── DATASET EXTRACT

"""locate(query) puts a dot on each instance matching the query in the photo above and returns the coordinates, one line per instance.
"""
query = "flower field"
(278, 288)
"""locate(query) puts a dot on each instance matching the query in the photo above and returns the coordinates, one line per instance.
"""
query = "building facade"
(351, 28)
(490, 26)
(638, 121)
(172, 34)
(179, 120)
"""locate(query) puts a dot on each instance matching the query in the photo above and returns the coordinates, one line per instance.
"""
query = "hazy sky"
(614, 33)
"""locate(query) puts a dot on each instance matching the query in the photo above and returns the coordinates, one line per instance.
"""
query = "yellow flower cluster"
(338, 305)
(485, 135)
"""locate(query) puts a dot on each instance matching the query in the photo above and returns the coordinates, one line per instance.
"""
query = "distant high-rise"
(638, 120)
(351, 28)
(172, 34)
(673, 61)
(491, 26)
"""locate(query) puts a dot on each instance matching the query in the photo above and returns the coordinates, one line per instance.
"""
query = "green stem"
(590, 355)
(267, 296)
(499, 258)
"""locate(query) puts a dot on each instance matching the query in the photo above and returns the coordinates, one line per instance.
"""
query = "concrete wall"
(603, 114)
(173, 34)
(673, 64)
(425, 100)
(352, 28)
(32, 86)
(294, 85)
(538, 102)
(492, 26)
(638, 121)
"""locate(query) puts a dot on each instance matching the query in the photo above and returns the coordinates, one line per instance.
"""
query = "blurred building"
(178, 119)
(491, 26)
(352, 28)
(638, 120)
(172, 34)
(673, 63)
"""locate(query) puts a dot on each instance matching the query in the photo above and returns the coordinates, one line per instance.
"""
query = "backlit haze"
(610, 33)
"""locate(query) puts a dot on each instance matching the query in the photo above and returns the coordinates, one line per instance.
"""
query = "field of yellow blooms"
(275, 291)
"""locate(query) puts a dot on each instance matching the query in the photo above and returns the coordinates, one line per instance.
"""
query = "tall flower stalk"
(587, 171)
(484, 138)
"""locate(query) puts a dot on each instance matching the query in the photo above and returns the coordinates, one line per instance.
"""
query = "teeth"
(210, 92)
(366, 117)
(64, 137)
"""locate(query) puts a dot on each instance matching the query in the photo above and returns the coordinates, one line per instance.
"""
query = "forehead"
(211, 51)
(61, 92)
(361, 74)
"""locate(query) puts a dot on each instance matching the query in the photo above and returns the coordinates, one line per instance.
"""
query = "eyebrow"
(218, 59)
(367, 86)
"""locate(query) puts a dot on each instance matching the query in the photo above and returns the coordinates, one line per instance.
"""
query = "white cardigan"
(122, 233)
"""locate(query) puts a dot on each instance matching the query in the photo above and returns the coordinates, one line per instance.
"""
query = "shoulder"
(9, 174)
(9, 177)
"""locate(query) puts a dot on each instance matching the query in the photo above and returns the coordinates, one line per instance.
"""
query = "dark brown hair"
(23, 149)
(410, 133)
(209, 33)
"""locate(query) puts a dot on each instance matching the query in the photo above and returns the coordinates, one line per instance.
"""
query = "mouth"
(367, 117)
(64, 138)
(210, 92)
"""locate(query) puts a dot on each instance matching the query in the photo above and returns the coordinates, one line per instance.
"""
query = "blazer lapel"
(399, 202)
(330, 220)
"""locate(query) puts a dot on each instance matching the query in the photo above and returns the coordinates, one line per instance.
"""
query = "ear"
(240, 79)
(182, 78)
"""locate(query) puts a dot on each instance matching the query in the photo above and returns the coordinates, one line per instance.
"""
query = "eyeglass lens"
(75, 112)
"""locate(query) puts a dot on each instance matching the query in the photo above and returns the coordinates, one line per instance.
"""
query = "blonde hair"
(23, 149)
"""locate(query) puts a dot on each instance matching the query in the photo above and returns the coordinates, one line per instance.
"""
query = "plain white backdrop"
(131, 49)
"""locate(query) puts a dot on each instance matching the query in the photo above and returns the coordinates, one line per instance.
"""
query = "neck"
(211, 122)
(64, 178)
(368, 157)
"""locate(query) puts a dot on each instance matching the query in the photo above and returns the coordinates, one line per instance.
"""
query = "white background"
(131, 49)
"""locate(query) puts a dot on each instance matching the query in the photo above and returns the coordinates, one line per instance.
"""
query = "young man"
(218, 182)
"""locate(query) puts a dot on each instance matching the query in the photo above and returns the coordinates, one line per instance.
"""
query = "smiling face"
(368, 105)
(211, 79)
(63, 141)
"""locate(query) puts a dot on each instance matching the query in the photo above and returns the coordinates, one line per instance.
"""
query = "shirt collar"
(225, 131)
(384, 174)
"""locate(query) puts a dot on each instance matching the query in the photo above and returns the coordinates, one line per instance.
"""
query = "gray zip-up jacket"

────

DIRECTIONS -
Every line above needs to be retyped exactly.

ANSWER FOR THIS EXERCISE -
"""locate(query) puts a dot on each instance matching the query in the photo above and returns the coordinates, one line per instance.
"""
query = "flower field"
(278, 288)
"""locate(query) puts a dot on each instance matching the query in the photo above and returns the coordinates, one line per instance.
"""
query = "building facade"
(351, 28)
(490, 26)
(638, 121)
(172, 34)
(179, 120)
"""locate(query) puts a dot on each instance matching the query in the photo above and returns the coordinates, one line per instance.
"""
query = "hazy sky"
(614, 33)
"""locate(query) puts a dot on each instance matching the query in the photo above and returns the coordinates, one line per instance.
"""
query = "yellow flower cluster"
(338, 305)
(485, 135)
"""locate(query) puts a dot on each instance matching the query in the photo above and returns the coordinates, one line per instance.
"""
query = "distant high-rise"
(638, 120)
(351, 28)
(172, 34)
(673, 61)
(491, 26)
"""locate(query) puts a dot on each instance matching the query in the photo above and returns the coordinates, one line per instance.
"""
query = "green stem"
(590, 355)
(267, 296)
(499, 258)
"""locate(query) puts a dot on each instance matching the query in the photo above and returns the coordinates, one line per instance.
"""
query = "concrete wall"
(603, 114)
(173, 34)
(673, 64)
(425, 100)
(352, 28)
(32, 86)
(294, 85)
(538, 102)
(492, 26)
(638, 121)
"""locate(query) puts a dot on each instance matching the query in the photo above and returns the coordinates, one line per instance.
"""
query = "blurred building"
(178, 119)
(491, 26)
(352, 28)
(638, 120)
(172, 34)
(673, 63)
"""locate(query) puts a dot on each instance matching the query in the photo above and returns the coordinates, one line per instance.
"""
query = "backlit haze"
(610, 33)
"""locate(query) puts a dot on each instance matching the query in the photo above and returns the coordinates, one line per instance.
"""
query = "field of yellow blooms"
(275, 291)
"""locate(query) puts a dot on each instance matching the query in the photo above and returns the coordinates, one line per instance.
"""
query = "tall flower stalk"
(587, 171)
(484, 138)
"""locate(query) puts a dot on each instance matching the query in the photo above and returns the coordinates, one line per instance.
"""
query = "teeth"
(210, 92)
(366, 117)
(64, 137)
"""locate(query) puts a dot on each instance matching the query in the photo above and returns the coordinates, one line per instance.
"""
query = "forehead"
(211, 51)
(61, 92)
(361, 74)
"""locate(query) puts a dot on each instance matching the query in the photo above and returns the coordinates, one line per instance.
"""
query = "eyebrow"
(218, 59)
(367, 86)
"""locate(query) puts a dot on each instance matching the query in the photo above and returns the coordinates, one line per instance.
"""
query = "white cardigan"
(122, 233)
"""locate(query) puts a dot on each instance matching the query in the photo above and returns the coordinates, one line per instance.
"""
query = "shoulder"
(9, 174)
(9, 177)
"""locate(query) puts a dot on each instance matching the query in the photo above and returns the coordinates, one line per instance.
"""
query = "dark brown hair"
(23, 149)
(410, 133)
(209, 33)
"""locate(query) puts a dot on each instance matching the query in the photo above and returns the coordinates, one line per instance.
"""
query = "mouth"
(367, 117)
(64, 138)
(210, 92)
"""locate(query) puts a dot on each instance matching the query in the photo above and returns the coordinates, one line per instance.
"""
query = "blazer lapel"
(399, 202)
(330, 220)
"""locate(query) puts a dot on each instance matching the query in the photo above and returns the coordinates, one line per instance.
"""
query = "ear"
(240, 79)
(182, 78)
"""locate(query) puts a dot on each instance matching the query in the photo above and returns the coordinates, one line per instance.
"""
query = "eyeglass lens"
(75, 112)
"""locate(query) puts a dot on each instance matching the query in the photo above and returns the coordinates, one line per instance.
"""
query = "blonde hair"
(23, 149)
"""locate(query) puts a dot on each instance matching the query in the photo above and returns the coordinates, one line per instance.
"""
query = "plain white backdrop"
(131, 49)
"""locate(query) puts a dot on each instance matching the query in the photo above and returns the coordinates, one line per instance.
"""
query = "neck"
(211, 122)
(64, 178)
(368, 157)
"""locate(query) puts a dot on each instance matching the query in the photo above and returns the coordinates, one line per instance.
"""
query = "white background"
(131, 49)
"""locate(query) puts a dot on each instance matching the query in the photo above and returns the coordinates, one line per instance.
"""
query = "young man"
(218, 182)
"""locate(query) puts a dot on each instance matching the query in the photo above and returns the coordinates, one line per instance.
"""
query = "smiling face"
(368, 105)
(211, 79)
(63, 141)
"""locate(query) puts a dot on each instance matching the query in the photo above and returns the coordinates, one line per instance.
"""
query = "shirt collar"
(225, 131)
(384, 174)
"""locate(query) puts a dot on each instance matching the query in the photo above and returns the coordinates, one line per instance.
"""
query = "gray zip-up jacket"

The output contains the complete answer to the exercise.